Instruction: Exactly as written, transcribe the lines that run from the one containing "of the gray" to the end of the records below.

━━ Dataset content

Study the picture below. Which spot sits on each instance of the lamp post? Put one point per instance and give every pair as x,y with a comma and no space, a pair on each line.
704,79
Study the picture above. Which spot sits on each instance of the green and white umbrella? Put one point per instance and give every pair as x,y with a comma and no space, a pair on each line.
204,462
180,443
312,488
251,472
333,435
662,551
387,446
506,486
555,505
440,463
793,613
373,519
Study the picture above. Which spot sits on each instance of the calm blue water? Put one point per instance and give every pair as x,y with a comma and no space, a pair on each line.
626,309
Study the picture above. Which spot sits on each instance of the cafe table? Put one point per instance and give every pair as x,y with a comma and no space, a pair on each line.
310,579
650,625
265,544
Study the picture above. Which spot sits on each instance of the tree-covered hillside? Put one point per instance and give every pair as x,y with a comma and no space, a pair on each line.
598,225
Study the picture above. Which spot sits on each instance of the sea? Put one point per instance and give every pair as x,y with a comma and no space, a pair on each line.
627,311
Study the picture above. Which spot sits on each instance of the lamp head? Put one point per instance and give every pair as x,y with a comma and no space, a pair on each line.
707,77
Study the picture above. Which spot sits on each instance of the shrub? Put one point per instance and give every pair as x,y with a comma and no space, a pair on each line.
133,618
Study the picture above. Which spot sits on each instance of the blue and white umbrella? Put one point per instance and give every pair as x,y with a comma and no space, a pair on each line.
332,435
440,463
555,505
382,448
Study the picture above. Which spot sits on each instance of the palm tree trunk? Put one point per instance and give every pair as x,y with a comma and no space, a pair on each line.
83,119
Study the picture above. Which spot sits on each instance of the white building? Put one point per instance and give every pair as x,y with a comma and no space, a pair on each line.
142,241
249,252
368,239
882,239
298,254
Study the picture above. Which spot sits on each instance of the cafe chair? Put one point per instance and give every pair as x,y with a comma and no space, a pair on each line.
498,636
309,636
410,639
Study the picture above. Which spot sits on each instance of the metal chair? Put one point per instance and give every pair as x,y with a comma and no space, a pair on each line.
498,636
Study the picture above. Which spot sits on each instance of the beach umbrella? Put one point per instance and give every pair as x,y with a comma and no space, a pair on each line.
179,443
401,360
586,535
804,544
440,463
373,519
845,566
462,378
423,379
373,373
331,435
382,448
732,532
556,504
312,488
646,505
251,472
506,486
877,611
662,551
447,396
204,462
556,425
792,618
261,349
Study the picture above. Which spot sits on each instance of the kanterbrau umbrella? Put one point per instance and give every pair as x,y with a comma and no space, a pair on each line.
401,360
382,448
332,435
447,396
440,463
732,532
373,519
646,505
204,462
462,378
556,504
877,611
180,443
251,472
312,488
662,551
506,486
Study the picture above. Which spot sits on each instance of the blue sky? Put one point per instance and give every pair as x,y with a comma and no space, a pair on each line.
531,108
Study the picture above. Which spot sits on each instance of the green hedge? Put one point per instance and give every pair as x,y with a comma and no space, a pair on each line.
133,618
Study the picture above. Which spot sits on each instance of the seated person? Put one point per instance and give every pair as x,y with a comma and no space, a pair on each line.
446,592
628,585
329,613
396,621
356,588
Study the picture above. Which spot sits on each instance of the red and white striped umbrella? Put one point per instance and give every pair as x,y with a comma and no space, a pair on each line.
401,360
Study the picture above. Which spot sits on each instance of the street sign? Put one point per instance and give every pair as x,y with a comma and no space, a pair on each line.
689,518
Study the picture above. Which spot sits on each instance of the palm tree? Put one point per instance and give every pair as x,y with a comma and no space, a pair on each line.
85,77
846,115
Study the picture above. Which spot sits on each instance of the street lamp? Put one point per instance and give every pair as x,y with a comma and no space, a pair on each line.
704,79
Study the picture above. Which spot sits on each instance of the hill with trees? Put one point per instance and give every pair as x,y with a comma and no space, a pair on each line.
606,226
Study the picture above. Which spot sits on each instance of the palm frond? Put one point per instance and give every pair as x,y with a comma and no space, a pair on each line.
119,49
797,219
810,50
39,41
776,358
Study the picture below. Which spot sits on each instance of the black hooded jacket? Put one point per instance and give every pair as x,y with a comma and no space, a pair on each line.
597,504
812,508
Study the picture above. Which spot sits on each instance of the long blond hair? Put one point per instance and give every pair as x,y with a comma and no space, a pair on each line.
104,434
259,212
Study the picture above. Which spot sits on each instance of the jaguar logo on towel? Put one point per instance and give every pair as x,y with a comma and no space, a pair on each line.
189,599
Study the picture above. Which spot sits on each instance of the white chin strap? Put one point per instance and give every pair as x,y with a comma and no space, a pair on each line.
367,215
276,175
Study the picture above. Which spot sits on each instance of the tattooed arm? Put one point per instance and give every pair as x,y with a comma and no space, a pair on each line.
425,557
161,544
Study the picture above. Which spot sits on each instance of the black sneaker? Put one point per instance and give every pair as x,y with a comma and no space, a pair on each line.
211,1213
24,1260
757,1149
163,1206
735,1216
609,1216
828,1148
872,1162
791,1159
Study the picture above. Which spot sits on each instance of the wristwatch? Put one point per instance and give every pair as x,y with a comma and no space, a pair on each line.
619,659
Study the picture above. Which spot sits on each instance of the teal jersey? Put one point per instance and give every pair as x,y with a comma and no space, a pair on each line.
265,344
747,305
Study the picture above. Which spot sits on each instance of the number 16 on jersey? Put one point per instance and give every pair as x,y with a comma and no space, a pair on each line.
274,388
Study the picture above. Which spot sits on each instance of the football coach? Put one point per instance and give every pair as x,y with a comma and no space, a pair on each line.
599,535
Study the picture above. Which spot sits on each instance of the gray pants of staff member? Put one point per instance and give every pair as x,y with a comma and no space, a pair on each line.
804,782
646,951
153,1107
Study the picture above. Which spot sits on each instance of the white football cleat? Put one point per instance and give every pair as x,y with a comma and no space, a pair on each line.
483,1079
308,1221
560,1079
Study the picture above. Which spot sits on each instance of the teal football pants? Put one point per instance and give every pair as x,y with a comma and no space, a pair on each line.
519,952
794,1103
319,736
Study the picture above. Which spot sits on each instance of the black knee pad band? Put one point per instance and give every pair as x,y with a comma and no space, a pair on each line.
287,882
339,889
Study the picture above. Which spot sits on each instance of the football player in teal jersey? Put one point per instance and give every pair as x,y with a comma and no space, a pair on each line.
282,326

━━━━

Result of this task:
Study the picture above. Which spot sits on each instance of the gray pants of staff member? Put one point per instance and give every pair as x,y with a comma and no space, a pair on each line.
804,782
646,951
153,1107
Study the picture above. Which spot sits on each instance of the white football cleat? Put one point per instance and give every pair as x,y with a comma and no space, a pair on each line.
483,1079
308,1221
560,1079
Study the picture above. Which spot sits on each instance of the teal football pants? Put one point per instance and give every pair as x,y with a comma and no space, a pair on each line.
519,952
794,1103
319,736
Study the picture above. Which spot sits on each instance of the black knee pad band? Put one point per instance and give every pair as x,y with a comma and no space, a pair on each line.
287,882
339,889
Study the picture above. Which spot sits on each instance of the football player in teal jersey? Put one point per instance and give every pair as x,y with a comma and no space, a pair on each line.
282,326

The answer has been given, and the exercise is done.